BEGIN Provided records
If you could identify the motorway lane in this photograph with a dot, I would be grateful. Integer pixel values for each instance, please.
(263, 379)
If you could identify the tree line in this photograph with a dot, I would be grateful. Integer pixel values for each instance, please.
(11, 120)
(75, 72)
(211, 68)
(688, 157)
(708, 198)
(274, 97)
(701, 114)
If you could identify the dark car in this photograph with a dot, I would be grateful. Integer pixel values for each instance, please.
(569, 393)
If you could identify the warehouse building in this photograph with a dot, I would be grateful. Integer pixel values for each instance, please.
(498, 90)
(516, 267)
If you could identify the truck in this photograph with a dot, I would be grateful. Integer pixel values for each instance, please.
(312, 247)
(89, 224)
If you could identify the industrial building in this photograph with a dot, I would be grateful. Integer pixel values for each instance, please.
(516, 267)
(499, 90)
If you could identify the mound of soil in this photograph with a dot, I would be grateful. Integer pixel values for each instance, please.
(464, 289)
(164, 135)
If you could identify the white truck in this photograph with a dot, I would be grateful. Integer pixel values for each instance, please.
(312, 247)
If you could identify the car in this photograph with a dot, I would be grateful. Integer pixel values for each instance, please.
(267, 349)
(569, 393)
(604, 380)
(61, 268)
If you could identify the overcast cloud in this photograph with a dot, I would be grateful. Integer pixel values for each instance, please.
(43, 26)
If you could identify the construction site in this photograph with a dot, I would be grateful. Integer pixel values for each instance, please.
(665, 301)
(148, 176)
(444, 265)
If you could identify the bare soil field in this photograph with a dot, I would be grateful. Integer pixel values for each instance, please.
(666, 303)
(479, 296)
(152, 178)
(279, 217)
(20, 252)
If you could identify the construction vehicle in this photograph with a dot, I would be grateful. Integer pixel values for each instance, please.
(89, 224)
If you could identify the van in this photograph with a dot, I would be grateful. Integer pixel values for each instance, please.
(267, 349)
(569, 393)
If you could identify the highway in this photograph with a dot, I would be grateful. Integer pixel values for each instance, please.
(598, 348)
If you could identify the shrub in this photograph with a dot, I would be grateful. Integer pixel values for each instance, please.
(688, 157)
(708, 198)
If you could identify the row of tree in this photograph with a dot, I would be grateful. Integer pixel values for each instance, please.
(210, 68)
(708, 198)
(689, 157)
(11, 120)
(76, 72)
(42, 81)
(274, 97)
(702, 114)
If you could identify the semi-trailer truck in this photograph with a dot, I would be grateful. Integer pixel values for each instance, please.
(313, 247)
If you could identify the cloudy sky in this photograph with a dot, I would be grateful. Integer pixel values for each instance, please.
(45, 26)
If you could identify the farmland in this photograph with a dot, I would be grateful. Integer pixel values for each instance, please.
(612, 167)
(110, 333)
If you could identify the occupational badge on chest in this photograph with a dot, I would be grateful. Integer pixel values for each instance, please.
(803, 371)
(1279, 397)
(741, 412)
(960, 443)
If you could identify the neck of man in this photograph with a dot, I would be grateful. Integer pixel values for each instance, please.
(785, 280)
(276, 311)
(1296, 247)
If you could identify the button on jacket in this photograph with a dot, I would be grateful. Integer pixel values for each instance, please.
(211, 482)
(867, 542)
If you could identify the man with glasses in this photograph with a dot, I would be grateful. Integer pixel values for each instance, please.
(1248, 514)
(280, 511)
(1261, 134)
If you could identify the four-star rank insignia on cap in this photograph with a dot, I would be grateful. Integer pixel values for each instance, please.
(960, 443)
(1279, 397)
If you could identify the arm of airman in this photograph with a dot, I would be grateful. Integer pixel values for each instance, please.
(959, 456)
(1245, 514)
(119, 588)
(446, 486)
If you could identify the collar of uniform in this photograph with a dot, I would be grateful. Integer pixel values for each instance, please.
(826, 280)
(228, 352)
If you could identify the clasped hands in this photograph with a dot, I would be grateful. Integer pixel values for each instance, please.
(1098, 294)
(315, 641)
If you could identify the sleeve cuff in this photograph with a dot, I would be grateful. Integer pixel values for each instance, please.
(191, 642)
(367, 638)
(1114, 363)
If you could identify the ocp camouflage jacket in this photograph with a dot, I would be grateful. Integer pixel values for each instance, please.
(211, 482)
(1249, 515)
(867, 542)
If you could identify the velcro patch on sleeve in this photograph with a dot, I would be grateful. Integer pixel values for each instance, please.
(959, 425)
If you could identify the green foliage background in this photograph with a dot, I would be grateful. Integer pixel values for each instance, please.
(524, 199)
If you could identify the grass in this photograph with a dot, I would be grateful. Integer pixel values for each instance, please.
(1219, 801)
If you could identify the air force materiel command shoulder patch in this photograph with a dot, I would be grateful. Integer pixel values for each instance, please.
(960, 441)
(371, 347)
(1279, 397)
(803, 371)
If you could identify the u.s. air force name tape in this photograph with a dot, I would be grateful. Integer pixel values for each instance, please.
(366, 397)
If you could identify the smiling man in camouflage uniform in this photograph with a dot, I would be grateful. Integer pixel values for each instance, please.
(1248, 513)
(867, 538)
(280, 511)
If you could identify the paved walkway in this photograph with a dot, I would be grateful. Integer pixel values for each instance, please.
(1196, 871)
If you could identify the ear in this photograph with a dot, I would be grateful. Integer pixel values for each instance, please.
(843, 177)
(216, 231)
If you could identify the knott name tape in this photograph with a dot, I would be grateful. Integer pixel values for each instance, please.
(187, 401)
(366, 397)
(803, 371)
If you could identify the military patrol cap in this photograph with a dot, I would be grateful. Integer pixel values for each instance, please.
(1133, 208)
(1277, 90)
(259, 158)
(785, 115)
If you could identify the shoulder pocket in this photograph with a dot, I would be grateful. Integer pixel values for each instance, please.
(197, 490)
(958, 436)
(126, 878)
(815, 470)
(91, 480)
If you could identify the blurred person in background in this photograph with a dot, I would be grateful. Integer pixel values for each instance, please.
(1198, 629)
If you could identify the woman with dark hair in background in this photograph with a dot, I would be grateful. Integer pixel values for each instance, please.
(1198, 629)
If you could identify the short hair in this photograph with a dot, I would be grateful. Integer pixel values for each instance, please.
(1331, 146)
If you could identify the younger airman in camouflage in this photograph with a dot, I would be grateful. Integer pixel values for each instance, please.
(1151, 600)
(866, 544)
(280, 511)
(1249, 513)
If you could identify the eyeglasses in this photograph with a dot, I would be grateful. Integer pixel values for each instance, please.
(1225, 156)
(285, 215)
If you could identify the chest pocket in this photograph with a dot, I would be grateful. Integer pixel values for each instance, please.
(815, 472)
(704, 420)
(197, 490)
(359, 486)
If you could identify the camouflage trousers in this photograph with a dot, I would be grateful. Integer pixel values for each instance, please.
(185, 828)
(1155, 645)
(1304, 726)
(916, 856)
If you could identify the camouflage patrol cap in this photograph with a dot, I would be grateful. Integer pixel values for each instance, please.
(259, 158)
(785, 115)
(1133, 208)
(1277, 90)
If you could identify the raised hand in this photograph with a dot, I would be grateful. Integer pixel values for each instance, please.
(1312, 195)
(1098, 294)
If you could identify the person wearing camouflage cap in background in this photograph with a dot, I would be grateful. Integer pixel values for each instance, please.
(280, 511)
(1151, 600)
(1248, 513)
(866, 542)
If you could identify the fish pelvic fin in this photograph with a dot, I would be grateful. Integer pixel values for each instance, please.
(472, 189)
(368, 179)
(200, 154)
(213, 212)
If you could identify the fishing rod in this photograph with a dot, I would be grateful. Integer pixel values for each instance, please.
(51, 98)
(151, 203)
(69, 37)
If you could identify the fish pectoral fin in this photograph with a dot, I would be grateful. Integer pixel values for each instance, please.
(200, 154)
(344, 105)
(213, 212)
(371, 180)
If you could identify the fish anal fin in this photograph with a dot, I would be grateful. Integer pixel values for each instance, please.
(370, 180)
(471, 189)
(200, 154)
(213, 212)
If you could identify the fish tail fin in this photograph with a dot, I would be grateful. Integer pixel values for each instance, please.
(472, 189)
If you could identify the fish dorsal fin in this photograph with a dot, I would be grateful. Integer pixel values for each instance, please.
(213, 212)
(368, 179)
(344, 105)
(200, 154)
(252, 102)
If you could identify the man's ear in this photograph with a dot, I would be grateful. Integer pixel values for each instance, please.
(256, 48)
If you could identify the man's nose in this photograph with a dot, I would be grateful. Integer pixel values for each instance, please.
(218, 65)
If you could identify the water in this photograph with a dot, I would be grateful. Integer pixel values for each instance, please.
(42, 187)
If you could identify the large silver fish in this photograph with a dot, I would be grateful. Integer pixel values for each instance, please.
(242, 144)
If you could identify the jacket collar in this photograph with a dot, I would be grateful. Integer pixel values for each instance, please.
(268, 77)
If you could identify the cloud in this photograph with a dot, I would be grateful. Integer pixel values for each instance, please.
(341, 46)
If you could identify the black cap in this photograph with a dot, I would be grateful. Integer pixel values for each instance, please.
END Provided records
:: Assigned task ::
Once the line with "If you could identify the large" has been found in the records above, retype it and every line after it exactly, and include nothing else.

:: Answer to the exercise ::
If you could identify the large silver fish in this photograph with a dot, I would be grateful. Integer pixel values for each instance, please.
(242, 144)
If you could identify the jacket collar in this photograph with a dot, I would be grateful. Integer pixel values for each instance, please.
(268, 77)
If you could identify the cloud in this photograph with a dot, I would be grateful. Integer pixel values for each instance, please.
(341, 46)
If you could identify the black cap in this photograph with a dot, I would be grateful. Integer pixel values for each instance, please.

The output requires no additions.